** The records **
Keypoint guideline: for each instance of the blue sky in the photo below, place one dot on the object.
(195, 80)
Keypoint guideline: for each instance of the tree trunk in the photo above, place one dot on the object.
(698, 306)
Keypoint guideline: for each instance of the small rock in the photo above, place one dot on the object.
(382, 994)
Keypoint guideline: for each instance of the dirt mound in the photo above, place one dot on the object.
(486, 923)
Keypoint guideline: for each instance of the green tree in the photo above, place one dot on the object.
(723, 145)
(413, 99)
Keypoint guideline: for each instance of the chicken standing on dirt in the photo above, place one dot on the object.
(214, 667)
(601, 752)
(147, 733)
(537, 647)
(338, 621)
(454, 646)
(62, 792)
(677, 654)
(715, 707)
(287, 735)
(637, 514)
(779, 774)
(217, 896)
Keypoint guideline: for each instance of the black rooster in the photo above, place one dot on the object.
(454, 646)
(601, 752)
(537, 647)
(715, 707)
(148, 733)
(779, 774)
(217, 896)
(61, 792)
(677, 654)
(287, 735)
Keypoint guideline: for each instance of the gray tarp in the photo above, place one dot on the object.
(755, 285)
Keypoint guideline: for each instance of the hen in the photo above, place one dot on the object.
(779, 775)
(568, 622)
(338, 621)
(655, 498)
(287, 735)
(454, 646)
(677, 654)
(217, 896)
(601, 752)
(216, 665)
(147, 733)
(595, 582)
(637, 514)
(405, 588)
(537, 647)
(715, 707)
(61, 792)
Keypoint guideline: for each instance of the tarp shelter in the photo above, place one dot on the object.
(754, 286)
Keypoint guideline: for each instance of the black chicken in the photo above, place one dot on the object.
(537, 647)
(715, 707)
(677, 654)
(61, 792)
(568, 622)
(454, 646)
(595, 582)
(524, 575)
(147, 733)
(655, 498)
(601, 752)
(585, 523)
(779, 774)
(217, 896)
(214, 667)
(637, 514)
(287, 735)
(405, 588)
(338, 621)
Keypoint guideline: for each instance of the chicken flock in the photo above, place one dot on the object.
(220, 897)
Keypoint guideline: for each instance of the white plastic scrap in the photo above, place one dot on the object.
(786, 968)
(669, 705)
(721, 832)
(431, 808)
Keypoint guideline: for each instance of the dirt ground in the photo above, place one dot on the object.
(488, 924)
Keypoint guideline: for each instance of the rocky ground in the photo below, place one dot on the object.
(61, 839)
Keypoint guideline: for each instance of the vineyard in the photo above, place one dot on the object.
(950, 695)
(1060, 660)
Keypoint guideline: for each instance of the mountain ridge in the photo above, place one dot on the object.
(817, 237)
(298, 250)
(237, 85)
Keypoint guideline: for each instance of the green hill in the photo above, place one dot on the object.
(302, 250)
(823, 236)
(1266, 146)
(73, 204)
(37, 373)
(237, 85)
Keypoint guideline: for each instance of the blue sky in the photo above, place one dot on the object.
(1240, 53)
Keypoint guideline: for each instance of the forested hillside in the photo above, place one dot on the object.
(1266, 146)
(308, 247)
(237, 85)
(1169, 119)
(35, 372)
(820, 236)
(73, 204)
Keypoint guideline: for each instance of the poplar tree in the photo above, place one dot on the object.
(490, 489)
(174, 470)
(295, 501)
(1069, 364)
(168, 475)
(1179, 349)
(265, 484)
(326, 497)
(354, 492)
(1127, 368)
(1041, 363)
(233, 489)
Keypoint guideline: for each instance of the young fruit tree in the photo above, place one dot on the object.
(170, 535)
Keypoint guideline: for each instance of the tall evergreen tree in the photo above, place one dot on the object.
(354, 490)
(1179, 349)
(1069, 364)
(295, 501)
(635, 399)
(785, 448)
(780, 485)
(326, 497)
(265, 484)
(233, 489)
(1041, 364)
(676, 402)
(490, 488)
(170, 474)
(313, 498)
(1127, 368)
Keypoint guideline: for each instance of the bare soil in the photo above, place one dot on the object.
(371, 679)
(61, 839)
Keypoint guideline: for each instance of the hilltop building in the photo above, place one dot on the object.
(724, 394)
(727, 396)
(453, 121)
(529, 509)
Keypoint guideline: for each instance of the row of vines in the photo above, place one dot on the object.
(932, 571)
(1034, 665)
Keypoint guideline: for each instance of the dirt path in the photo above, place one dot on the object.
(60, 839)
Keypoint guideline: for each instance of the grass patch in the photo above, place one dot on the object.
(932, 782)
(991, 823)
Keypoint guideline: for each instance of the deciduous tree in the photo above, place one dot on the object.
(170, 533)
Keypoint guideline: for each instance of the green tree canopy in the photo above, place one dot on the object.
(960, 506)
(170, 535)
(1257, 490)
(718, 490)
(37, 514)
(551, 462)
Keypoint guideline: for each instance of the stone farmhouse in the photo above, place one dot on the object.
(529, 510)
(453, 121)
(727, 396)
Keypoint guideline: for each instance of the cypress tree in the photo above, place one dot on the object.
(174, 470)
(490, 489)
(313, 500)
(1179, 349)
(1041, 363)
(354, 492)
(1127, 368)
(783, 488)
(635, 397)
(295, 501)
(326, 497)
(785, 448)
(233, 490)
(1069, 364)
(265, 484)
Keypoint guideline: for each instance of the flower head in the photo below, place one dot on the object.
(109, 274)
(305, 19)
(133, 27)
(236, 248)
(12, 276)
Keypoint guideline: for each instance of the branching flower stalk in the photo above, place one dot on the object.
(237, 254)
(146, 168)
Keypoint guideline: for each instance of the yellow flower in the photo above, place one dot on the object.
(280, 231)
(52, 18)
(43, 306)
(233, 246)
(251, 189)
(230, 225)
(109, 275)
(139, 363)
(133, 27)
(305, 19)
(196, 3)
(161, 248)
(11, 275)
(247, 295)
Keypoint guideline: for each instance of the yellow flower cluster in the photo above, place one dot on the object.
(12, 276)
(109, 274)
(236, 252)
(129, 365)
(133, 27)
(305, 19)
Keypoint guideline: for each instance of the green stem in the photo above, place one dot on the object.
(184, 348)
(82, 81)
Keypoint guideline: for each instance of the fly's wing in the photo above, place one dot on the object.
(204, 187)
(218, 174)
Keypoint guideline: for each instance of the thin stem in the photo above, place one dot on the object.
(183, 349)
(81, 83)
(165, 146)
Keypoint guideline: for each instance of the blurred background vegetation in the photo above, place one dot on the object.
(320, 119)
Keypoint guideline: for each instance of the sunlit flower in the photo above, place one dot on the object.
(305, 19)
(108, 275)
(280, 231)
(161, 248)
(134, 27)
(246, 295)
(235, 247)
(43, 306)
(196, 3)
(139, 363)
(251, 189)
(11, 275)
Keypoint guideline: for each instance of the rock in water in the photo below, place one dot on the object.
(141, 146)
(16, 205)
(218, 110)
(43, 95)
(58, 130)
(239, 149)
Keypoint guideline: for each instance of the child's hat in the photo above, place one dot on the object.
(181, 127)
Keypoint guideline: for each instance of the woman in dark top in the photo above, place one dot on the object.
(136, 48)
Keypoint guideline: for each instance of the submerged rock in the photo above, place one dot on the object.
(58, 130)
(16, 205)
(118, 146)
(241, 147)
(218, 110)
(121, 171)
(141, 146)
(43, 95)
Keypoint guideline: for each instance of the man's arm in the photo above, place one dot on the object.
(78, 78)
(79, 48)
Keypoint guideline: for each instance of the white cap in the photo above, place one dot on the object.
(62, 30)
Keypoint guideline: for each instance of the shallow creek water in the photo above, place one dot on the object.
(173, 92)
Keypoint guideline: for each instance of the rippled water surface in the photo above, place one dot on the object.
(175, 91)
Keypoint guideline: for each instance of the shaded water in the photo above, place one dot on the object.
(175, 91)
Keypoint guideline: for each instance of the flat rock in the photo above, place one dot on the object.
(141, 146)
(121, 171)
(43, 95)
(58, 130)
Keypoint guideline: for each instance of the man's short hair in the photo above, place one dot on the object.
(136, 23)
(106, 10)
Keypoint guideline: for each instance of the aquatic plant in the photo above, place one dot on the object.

** Problem description **
Everything from the line with "Keypoint guideline: for each instance of the man's arm" through the last line of the material above should be echoed exactly, and nothing else.

** Exercise solution **
Keypoint guideline: for each instance of the man's arm in the photo above, place one dot on the object.
(78, 78)
(79, 48)
Keypoint guideline: for each instance of the white cap in the photo above, place one dot on the object.
(62, 30)
Keypoint guideline: for each instance of the shallow creek water in the photo above, place one dot on the object.
(173, 92)
Keypoint guideline: for each instance of the rippled water surface in the photo above, place one dot on the object.
(175, 91)
Keypoint guideline: for each instance of the shaded water in the photo above, place one dot on the object.
(175, 91)
Keypoint guideline: for each instance of the flat rock in the photo above, place one dot on the object.
(141, 146)
(121, 171)
(43, 95)
(58, 130)
Keypoint guideline: for each instance of the man's short hair in the photo above, place one dot on the object.
(136, 23)
(106, 10)
Keypoint guideline: for each instance of the aquatic plant in the photo above, place one dot on the object.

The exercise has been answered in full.